== Lesetext ==

MP: Daß ich jetzt zur Elite zähle, muß an mir vorbeigegangen sein. "Stolz" würde ich nicht sagen. Es war anstrengend, hat mich gelegentlich den letzten Nerv gekostet, oft war aber auch viel Spaß dabei. Es ist einfach ein gutes Gefühl, wenn am Ende alles funktioniert.
Interviews sind für mich eine neue Erfahrung und sehr interessant.
AG: "Flyin' High" ist ja ein nicht nur etwas ungewöhnlicher Name für ein Autorennspiel. Steckt da mehr dahinter als die verklausulierte Hoffnung auf ein Spiel, das nach dem Wunsch seiner Macher in den Olymp der Daddel-Klassiker katapultiert werden solle ?
MP: Der Titel bezieht sich auf den gelegentlich abhebenden Buggy. Er stammt auch nicht von mir, sondern von Igor.
AG: Selten wurde ein Spiel von der Kritik so unterschiedlich bewertet wie "Flyin' High". Die einen ("Amiga Special") attestierten ihm einen Spielspass von 100%, die anderen schimpften über ein "eindrucksvolles Grafikdemo, das so gerne ein Spiel sein wollte, es aber nicht geschafft hat". Hattest Du mit derart kontroversen Reaktionen gerechnet ?
MP: Nein, es war aber sehr lehrreich. Als naiver Anfänger habe ich immer gedacht, man könnte es allen recht machen.

===
== Datensätze ==

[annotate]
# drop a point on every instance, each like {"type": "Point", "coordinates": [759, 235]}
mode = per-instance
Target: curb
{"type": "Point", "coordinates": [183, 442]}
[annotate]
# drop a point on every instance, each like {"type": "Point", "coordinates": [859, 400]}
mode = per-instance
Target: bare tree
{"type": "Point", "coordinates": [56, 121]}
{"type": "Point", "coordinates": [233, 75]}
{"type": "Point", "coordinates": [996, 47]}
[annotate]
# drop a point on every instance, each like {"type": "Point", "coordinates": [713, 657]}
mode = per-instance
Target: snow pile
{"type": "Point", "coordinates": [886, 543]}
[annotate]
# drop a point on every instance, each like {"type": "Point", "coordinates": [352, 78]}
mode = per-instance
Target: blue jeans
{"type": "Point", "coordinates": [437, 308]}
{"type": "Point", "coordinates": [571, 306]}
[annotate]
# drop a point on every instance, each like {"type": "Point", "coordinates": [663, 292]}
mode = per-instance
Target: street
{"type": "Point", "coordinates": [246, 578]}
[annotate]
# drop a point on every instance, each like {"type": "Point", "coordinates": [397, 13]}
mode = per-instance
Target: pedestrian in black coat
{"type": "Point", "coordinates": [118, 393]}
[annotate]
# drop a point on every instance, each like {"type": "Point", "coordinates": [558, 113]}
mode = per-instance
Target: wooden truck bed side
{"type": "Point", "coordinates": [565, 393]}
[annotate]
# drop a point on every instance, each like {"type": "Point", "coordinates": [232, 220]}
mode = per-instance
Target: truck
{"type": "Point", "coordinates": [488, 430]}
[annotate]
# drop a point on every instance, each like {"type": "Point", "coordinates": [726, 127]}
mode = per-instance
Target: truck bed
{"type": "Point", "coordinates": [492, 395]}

===

▸ **Aufgabe A**: Zähle, wie viele Zeilen der Datensätze die Zeichenfolge „Target“ enthalten, und gib nur diese Zahl an.
▸ **Aufgabe B**: Schreibe den Lesetext im Anschluss an seinen letzten Satz weiter.
Die Datensätze stehen in keinem Zusammenhang mit dem Lesetext.

▸ **Antwort A**: 9

▸ **Antwort B**:
AG: Die Kritik entzündete sich hauptsächlich an der Steuerung, die von vielen als zu kompliziert und schwergängig empfunden wurde. Daß "Flyin' High" in dieser Hinsicht Nachbesserungsbedarf besaß, war jedoch schon seit der Veröffentlichung einer spielbaren Demoversion bekannt. Wieso wurde dann bei der Fertigstellung des Spiels nicht mehr Sorgfalt auf die endgültige Behebung dieser scheinbaren Schwachstelle aufgewandt ? Ärgerst Du Dich im nachhinein darüber, daß diese Kleinigkeit doch in fast jeder Rezension zu einer Minderung der Bewertung führte ? Ist mit dem jetzt erschienenen Patch das Problem endgültig beseitigt ?
MP: Was die Steuerung angeht, hat niemals jemand gesagt, *was* schlecht ist, sonder nur *daß* sie schlecht ist. Nachdem endlich mal jemand konkret geworden ist, war alles kein Problem mehr.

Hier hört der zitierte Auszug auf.